(Record excerpts):
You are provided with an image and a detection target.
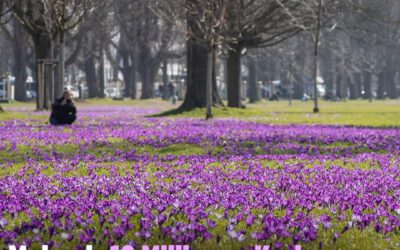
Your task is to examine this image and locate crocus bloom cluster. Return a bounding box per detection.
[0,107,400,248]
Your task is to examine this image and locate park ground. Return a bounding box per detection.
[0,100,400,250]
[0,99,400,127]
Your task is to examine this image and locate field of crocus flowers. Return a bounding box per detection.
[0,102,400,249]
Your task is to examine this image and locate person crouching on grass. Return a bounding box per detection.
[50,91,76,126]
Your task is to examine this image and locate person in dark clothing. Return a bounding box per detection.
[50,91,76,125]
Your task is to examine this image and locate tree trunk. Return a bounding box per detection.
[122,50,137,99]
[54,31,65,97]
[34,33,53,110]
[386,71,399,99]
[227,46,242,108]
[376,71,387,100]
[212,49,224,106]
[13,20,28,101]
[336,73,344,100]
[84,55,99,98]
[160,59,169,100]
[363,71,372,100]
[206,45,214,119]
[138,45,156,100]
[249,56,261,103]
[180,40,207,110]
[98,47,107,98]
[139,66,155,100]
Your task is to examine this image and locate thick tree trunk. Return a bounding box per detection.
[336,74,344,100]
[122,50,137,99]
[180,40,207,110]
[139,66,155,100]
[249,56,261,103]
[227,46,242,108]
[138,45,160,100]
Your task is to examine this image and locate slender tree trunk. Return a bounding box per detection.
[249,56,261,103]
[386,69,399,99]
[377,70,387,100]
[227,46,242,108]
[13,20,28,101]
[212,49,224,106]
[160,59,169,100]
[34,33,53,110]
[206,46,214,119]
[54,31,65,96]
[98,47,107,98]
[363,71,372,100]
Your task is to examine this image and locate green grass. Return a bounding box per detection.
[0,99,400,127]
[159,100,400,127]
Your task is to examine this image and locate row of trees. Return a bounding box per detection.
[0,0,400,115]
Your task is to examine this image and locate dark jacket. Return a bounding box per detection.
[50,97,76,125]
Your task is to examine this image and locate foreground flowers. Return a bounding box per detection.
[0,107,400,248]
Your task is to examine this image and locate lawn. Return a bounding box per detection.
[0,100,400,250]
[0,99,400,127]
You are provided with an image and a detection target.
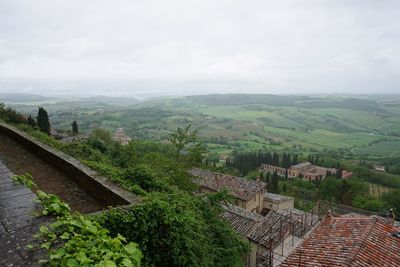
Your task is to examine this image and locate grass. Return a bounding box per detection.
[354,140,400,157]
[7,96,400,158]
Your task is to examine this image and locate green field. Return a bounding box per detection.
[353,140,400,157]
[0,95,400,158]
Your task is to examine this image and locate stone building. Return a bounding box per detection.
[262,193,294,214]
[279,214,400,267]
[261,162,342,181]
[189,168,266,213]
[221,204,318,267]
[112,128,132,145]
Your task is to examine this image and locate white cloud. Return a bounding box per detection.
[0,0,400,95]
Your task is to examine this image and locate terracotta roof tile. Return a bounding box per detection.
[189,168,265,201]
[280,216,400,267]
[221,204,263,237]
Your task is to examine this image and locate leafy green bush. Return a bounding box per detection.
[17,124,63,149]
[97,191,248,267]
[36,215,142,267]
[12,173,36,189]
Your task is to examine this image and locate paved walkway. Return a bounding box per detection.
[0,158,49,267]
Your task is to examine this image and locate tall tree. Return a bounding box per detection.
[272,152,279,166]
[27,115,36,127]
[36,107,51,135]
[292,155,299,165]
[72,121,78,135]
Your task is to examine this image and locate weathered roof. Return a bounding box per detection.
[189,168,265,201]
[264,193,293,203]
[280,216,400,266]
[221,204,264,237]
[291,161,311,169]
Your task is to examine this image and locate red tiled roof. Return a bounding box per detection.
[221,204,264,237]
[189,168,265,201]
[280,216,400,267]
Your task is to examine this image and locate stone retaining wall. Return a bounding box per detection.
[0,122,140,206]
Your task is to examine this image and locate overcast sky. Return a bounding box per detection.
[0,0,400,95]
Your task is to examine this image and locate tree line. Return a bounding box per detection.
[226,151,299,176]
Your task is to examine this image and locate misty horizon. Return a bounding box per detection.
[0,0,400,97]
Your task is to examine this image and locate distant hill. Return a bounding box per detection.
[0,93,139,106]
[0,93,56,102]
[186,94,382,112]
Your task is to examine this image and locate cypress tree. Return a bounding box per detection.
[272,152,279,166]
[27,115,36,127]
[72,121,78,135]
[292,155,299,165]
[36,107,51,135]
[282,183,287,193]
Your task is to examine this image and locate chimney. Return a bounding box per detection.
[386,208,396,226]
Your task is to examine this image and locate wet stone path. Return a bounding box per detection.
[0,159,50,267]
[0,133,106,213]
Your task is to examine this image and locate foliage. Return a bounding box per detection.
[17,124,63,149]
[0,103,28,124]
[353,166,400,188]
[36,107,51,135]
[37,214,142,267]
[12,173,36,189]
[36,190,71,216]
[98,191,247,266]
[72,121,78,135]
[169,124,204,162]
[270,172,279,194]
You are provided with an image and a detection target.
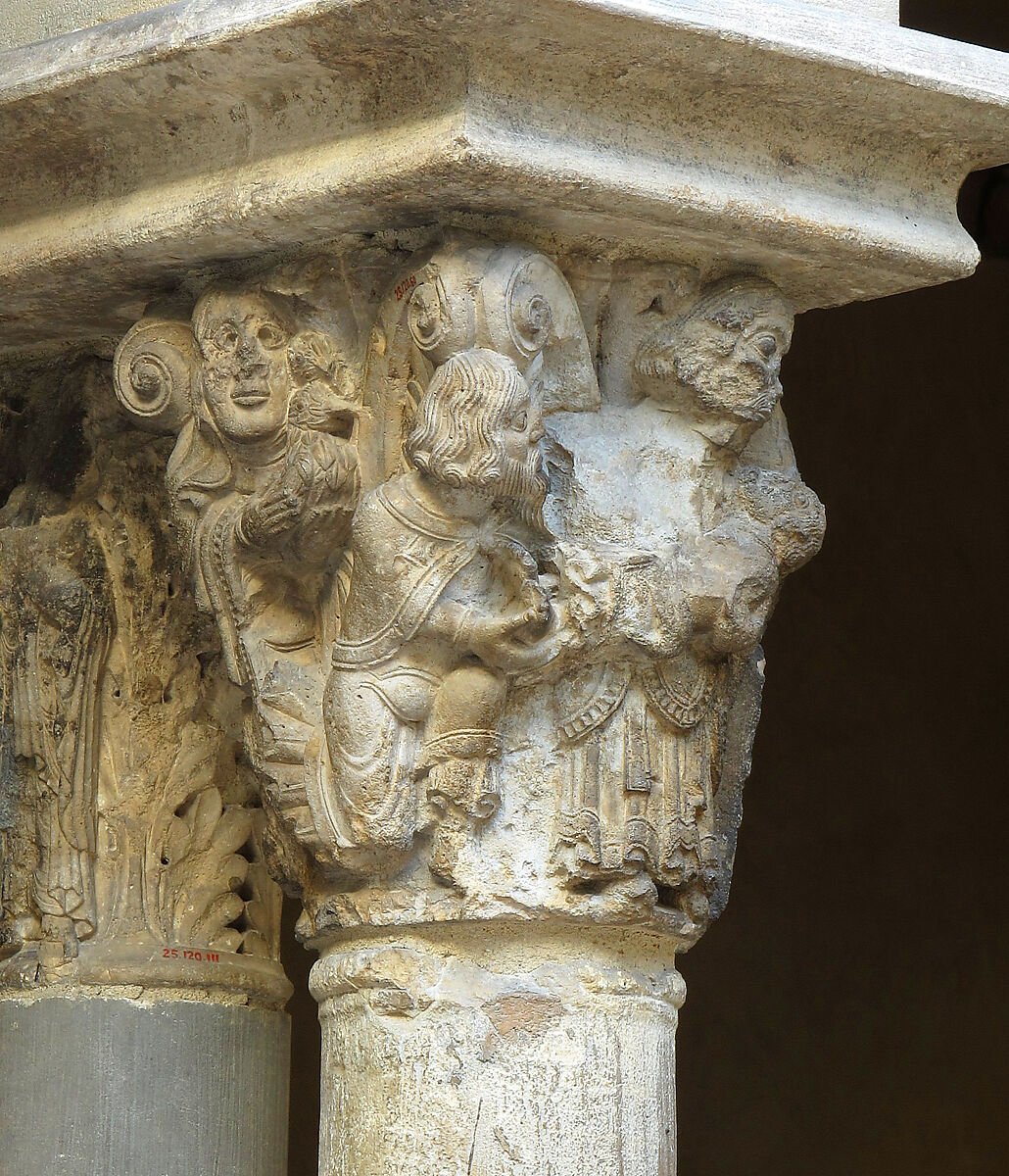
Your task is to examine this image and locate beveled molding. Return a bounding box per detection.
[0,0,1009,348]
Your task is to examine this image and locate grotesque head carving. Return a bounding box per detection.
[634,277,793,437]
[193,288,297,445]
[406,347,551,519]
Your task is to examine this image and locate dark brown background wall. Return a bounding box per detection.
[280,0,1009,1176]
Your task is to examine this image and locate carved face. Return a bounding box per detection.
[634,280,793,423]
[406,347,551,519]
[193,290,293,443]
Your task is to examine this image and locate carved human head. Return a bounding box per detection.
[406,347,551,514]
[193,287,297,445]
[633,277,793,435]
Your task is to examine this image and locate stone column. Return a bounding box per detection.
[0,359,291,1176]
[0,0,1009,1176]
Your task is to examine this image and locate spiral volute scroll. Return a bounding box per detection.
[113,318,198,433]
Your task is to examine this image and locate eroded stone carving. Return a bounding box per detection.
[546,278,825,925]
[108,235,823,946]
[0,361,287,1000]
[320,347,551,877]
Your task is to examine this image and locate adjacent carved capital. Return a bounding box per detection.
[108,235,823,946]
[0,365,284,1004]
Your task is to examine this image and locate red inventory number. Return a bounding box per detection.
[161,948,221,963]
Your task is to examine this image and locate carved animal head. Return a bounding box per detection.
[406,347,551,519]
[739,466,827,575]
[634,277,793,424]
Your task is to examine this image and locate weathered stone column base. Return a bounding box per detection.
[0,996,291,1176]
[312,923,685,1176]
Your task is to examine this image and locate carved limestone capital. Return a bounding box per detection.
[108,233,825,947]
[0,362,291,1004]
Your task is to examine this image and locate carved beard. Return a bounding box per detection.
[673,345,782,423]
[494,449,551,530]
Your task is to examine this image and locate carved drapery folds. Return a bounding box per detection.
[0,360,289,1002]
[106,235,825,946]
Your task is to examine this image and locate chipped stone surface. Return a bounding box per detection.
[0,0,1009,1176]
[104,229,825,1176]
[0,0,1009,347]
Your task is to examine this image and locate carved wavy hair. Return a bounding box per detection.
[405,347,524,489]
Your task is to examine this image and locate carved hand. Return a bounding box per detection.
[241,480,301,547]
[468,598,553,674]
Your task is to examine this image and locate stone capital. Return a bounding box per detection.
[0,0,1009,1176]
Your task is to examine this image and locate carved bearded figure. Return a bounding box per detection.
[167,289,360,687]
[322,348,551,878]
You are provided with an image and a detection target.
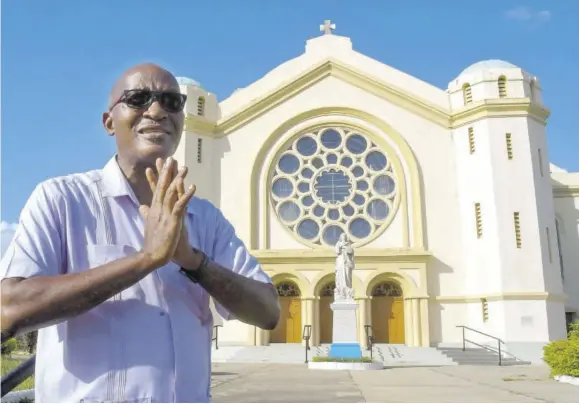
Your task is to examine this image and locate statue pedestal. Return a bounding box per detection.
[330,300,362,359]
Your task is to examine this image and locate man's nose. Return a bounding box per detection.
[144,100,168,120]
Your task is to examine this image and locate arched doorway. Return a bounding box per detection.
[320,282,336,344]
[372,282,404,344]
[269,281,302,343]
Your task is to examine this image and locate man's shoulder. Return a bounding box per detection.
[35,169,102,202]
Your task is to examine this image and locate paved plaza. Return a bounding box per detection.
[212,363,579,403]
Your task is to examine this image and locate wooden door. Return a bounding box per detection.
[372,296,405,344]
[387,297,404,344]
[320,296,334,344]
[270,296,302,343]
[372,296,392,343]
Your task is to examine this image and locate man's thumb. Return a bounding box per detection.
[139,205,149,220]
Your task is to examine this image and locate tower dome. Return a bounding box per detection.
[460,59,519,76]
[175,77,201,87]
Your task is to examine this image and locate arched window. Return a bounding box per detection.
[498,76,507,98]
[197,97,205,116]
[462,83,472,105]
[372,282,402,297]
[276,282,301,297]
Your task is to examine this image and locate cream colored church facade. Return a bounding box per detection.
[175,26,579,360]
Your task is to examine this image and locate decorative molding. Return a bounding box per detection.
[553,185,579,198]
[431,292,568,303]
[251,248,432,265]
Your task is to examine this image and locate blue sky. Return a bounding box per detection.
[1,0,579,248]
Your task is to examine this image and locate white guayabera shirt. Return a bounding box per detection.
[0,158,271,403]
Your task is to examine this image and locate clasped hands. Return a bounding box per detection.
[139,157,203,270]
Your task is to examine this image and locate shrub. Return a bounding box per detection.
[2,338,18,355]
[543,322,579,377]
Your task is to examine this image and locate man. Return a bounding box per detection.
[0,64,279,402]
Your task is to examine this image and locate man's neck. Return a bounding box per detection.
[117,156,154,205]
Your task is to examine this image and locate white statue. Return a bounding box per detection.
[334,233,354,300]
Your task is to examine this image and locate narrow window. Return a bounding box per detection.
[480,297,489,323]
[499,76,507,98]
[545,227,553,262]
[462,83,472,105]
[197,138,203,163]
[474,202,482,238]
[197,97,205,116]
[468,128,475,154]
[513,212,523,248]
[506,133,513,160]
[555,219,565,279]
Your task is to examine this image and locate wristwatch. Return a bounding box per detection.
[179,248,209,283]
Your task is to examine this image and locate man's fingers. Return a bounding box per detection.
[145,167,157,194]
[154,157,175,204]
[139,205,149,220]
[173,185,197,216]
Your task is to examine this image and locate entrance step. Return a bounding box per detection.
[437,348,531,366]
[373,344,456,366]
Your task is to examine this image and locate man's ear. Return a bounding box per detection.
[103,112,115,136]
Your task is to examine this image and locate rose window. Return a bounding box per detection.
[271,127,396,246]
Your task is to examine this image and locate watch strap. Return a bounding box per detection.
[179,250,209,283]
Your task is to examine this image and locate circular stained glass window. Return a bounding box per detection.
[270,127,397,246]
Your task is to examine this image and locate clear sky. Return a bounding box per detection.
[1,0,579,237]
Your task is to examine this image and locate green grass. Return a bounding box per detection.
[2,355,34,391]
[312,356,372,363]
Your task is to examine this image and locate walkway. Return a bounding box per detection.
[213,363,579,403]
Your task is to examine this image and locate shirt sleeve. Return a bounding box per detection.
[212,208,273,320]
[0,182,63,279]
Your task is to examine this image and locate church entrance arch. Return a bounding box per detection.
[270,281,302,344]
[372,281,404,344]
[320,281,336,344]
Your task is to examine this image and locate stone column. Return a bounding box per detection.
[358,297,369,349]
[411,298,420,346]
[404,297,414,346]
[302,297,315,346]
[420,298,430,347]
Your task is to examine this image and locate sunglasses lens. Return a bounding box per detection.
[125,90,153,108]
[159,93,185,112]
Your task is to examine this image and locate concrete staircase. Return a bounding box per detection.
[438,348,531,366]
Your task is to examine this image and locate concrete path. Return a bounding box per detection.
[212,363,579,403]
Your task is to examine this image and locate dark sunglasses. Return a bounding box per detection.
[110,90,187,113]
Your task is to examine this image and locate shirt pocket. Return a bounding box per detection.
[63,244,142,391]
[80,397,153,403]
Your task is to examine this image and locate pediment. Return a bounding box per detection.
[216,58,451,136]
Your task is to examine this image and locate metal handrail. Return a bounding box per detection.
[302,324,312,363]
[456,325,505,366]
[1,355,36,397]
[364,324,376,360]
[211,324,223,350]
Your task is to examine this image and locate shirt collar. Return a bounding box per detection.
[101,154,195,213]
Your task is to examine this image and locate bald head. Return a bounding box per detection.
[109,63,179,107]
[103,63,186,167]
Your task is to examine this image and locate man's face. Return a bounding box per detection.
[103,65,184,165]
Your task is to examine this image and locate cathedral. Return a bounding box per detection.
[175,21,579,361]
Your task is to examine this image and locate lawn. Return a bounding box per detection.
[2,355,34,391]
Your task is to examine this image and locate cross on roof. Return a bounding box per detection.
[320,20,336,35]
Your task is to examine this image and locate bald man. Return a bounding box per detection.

(Exercise prompt): Return every line of the entries above that contains the word "weathered", matching case exactly.

(Reply):
Your task is to examine this image and locate weathered roof. Return a bounding box per detection.
Your task is to examine this image and locate weathered stone column base. Return a bounding box per detection.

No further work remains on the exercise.